*THINGS TO DO*.
a – Which Julian Simon book does the email post on whether the planet is dying mention?
b – Duplicate the email post on whether the planet is dying, everything from "Date: Tue Jul" down to "on third parties.".
c – Go on with the email post on whether the planet is dying from where it stops.

*READING PASSAGE*.
━━━━━━
Re: >H ENVIR:Is the planet really dying?

From: Anne Marie Tobias (atobias@interwoven.com)
Date: Tue Jul 03 2001 - 00:23:13 MDT


"Robert J. Bradbury" wrote:

> On Sun, 1 Jul 2001, Chris Hibbert wrote:
>
> > Sometimes these laws achieved their effects by outright prohibition, but
> > the more effective of them were designed to reduce the impact of
> > externalities on third parties.
>
> Yes, the focus should be to identify the costs of the externalities
> and make them be paid for up front. A more advanced analysis would
> include estimates of technological progress and determine whether
> paying for them later would actually be less expensive. The actual
> cost of paying for them now or later has to be balanced with
> the impact on humanity (and the potential loss of life).
>
> > If you read Julian Simon's "The Ultimate Resource 2", you'll see lots of
> > arguments that many of these changes would likely have come about
> > without infringing on anyone's freedom. One of Simon's arguments is
> > that as societies get richer, industry develops technologies that use
> > ever more of the inputs effectively, and that side effects are mitigated
> > because companies find it more cost effective to reuse and recycle.i
>
> The development of these technologies is predictable so long as competition
> exists. However, there may be investment & profit barriers to implementing
> the technologies (wind & solar power come to mind). Since the cost of
> technologies may scale inversely with demand, then the imposition of
> freedom violating regulations or laws may be necessary to get over
> the barrier to the production of low-cost technologies that can be
> used by everyone. [The needs of the many outweigh the needs of
> the few, or the one???]
>
> > Another driver is that the public wants a cleaner environment for lots
> > of reasons, and finds ways to encourage their neighbors to not mess up
> > the neighborhood.
━━━━━━
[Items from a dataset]

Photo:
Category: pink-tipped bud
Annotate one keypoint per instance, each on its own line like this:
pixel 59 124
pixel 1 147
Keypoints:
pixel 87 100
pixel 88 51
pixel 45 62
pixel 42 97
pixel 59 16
━━━━━━
*ANSWERS FOR THIS EXERCISE*.
a – "The Ultimate Resource 2"

b –
Date: Tue Jul 03 2001 - 00:23:13 MDT


"Robert J. Bradbury" wrote:

> On Sun, 1 Jul 2001, Chris Hibbert wrote:
>
> > Sometimes these laws achieved their effects by outright prohibition, but
> > the more effective of them were designed to reduce the impact of
> > externalities on third parties.

c –
>
> This is the "art of the long view" -- it only comes when people collectively
> begin to realize that *they* may have to pay for the mess they are creating.
> So long as you "know" you are going to be dead in 100 years, it is in one's
> [did I get that apostrophe right???] self-interest to borrow from the
> commons and let the next generation clean up the mess. However, once
> one begins to realize that one may reap what one has sown, then clarity
> begins to emerge.
>
> It would be interesting to run this simulation all over again, only instead
> of managing it with "freedom" violating impositions of law to manage
> it with government funded "advertising" to the public about the shame
> they should feel for burdening their children with the consequences
> of their choices.
>
> Robert

THANK YOU! THANK YOU! THANK YOU! THANK YOU!!!

Robert! I love it when men talk smart! It's so damn sexy!!!

Any basic for an economic system must include the inherent cost of
the short and long term effects of that economy. Those effects must
include resouce utilization, sustainability, ecological and environmental
cost, and the cost benefit of that economic venture to the culture in
which it operates. An equitable system must be established that does
not allow one person to benefit at the harm or death of thousands or
millions of others. Our current system lives inside completely fallicious
concepts. Resources are not endless (at least as long as we live on this
planet, and even shortly after we leave the planet, resoures may indeed
become limiting factor for growth.) The world cannot endure unlimited
damage, or pollution. The world cannot sustain unlimited human
populations. Yet, the basis of our economics assume these very things.
As long as it is less expensive to dump waste illegaly, then it is to do the
right thing, there will always be somebody, who feels that the money to
be spent on waste handling could be doing something better... to the
detrement of those poor bastards downstream... and if caught, oh well
the hand slap fine for getting caught 1 in 500 times makes this a boom
business in some states.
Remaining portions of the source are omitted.